▶ [WHAT NEEDS TO BE DONE]: Copy the entries word for word, from the line with "Warehouse inventory scanner: where on the shelf is the light" through the line with "[342,0,353,108]", keeping both end lines.

─── STORED DATA ───

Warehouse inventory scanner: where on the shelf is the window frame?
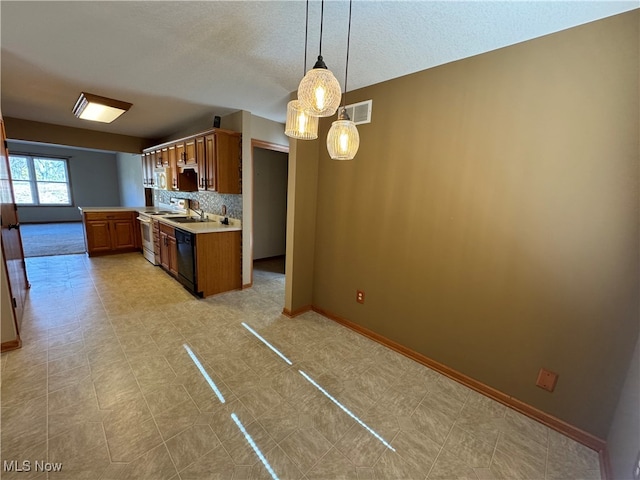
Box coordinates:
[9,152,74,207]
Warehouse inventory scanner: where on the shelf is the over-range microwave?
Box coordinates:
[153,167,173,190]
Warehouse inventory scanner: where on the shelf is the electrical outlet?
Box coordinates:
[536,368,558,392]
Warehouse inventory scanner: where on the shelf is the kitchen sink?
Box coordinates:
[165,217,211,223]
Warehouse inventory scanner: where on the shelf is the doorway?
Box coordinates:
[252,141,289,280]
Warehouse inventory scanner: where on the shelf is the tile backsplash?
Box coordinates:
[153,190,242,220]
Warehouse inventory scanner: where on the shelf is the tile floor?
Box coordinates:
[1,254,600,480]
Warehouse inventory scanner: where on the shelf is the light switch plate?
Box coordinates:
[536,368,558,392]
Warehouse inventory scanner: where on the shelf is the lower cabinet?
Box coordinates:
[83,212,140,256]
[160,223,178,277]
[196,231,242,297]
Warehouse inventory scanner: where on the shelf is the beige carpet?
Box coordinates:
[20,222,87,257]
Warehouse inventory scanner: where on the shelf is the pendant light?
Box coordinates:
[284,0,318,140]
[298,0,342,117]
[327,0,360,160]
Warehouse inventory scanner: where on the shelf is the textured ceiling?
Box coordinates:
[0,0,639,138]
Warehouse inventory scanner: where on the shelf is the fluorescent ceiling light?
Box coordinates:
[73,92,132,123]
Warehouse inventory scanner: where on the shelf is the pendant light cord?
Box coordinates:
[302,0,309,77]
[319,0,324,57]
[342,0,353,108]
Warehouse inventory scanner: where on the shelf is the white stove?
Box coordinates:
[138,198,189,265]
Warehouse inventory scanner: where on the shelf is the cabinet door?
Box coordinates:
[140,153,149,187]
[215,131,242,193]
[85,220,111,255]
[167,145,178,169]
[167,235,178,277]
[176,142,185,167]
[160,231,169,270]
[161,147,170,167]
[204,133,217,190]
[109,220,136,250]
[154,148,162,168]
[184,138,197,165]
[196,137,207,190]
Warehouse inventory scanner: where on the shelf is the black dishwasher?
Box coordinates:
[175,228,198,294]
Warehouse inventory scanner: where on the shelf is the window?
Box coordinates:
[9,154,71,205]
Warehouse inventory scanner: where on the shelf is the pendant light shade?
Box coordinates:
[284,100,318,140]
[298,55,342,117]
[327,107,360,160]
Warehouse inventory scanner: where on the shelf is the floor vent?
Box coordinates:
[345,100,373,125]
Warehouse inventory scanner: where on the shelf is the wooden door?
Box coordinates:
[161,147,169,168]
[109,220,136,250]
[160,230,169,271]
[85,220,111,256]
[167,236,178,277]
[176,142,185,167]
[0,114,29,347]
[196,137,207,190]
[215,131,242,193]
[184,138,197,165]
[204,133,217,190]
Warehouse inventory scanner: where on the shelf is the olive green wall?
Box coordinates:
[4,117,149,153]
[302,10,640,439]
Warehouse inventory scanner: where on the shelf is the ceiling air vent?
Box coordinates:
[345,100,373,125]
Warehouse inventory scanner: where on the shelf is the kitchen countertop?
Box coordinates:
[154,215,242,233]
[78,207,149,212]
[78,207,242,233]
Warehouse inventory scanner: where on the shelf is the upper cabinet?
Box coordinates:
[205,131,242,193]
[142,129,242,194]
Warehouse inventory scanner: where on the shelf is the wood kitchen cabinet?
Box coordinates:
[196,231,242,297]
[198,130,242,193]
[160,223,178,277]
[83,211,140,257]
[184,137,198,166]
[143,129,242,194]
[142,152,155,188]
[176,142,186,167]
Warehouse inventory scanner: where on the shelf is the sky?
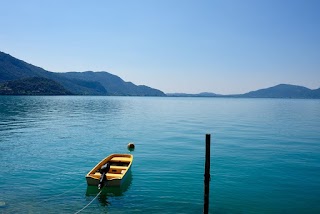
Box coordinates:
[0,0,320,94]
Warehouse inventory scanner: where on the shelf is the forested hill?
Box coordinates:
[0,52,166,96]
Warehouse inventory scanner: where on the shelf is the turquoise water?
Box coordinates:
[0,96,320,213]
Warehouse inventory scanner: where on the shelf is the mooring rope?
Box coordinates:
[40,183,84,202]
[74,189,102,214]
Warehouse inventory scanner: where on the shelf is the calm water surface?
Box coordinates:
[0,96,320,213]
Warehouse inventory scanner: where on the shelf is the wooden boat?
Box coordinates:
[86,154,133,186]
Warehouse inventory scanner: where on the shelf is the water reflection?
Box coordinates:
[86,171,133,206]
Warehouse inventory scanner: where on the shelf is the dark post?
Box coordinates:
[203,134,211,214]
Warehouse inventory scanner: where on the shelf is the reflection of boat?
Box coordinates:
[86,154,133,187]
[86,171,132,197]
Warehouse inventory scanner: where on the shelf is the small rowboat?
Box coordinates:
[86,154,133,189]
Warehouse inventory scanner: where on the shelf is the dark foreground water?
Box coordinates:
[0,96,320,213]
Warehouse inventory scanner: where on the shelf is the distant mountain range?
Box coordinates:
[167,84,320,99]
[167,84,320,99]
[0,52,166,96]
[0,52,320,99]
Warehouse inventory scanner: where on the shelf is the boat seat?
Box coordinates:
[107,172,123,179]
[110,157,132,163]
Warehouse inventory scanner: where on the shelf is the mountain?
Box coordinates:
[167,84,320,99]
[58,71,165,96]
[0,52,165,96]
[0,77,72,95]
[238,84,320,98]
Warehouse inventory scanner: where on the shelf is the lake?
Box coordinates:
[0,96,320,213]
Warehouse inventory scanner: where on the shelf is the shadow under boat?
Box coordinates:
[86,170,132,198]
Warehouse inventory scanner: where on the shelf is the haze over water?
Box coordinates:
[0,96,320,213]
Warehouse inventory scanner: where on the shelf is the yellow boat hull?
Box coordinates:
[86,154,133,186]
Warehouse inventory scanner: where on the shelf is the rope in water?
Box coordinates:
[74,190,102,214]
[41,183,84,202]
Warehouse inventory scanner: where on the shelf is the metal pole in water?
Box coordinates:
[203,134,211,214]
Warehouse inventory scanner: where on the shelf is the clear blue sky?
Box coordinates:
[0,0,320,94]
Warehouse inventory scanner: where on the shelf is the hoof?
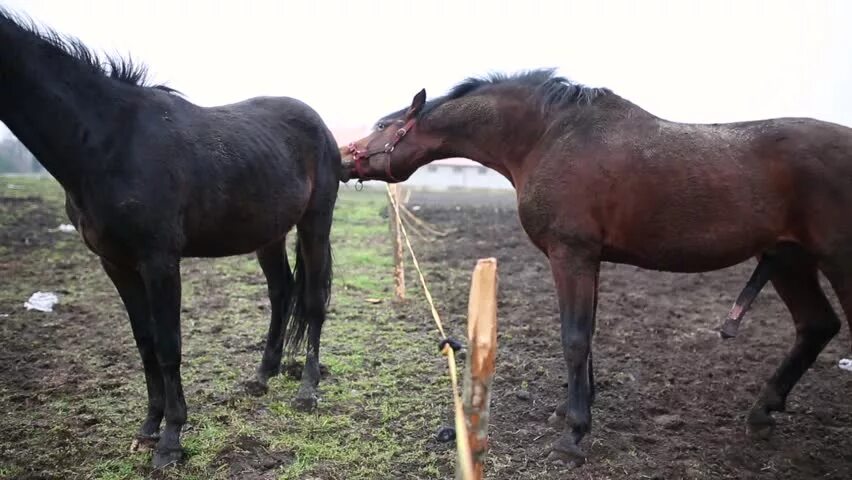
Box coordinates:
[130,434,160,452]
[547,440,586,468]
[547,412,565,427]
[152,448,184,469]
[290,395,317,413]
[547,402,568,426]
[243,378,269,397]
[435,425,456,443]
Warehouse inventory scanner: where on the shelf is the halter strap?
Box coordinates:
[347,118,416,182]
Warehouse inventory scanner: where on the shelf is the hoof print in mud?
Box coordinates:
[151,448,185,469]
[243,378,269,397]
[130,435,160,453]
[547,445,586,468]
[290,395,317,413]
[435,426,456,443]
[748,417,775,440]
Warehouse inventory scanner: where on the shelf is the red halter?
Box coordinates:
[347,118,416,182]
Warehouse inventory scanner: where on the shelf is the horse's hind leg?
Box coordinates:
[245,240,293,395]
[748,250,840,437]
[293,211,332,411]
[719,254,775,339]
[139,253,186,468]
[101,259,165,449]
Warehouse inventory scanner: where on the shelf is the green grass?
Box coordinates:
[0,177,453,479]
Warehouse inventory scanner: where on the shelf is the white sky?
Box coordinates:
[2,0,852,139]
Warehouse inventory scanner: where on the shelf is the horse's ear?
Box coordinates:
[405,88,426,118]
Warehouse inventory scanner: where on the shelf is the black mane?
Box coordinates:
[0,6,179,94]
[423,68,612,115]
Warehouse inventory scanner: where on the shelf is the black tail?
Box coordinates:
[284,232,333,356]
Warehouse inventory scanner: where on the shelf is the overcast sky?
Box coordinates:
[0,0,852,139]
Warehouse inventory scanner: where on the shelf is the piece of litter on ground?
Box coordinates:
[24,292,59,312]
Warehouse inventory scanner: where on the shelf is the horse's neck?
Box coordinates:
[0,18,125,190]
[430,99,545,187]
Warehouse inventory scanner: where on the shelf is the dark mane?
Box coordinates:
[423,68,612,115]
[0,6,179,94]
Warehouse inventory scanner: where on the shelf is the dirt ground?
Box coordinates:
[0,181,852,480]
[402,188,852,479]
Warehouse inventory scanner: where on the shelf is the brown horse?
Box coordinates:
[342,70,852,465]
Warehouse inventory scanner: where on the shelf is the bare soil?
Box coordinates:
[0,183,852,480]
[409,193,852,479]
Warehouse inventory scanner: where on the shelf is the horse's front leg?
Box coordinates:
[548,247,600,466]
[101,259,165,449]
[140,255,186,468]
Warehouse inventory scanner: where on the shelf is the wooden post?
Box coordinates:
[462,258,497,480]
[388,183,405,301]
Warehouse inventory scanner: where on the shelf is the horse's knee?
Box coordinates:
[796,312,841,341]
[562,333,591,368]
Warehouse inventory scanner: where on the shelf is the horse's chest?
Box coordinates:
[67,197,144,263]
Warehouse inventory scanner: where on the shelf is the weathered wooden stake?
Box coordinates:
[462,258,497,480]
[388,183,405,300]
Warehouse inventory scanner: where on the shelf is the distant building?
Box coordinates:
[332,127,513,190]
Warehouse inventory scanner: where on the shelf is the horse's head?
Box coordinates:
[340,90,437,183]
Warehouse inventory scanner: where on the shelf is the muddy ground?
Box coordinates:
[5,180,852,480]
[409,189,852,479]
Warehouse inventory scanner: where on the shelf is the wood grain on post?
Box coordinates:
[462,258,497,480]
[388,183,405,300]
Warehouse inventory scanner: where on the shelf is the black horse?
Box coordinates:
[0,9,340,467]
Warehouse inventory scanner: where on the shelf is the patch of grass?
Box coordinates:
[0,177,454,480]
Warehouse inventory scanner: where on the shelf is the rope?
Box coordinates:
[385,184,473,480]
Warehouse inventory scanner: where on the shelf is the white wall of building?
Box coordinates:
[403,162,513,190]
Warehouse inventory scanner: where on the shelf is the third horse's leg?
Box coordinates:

───

▶ [COMPLETE OUTPUT]:
Warehouse inventory scanner: where on the shelf is the light switch plate?
Box coordinates:
[536,368,558,392]
Warehouse inventory scanner: where on the shelf is the lower cabinet?
Box coordinates:
[83,212,140,256]
[160,223,178,277]
[196,231,242,297]
Warehouse inventory scanner: where on the shelf is the beige carpet?
Box coordinates:
[20,222,87,257]
Warehouse inventory scanner: where on the shelf is the pendant light?
Box coordinates:
[284,0,318,140]
[298,0,342,117]
[327,0,360,160]
Warehouse inventory scanner: where on the shelf is the textured ceiling?
Box coordinates:
[0,0,639,138]
Warehouse inventory scanner: where on the shelf is the fluorescent ceiling light?
Box coordinates:
[73,92,132,123]
Warehouse inventory scanner: where on the shelf is the pendant light cord?
Box coordinates:
[302,0,309,77]
[319,0,324,57]
[342,0,353,108]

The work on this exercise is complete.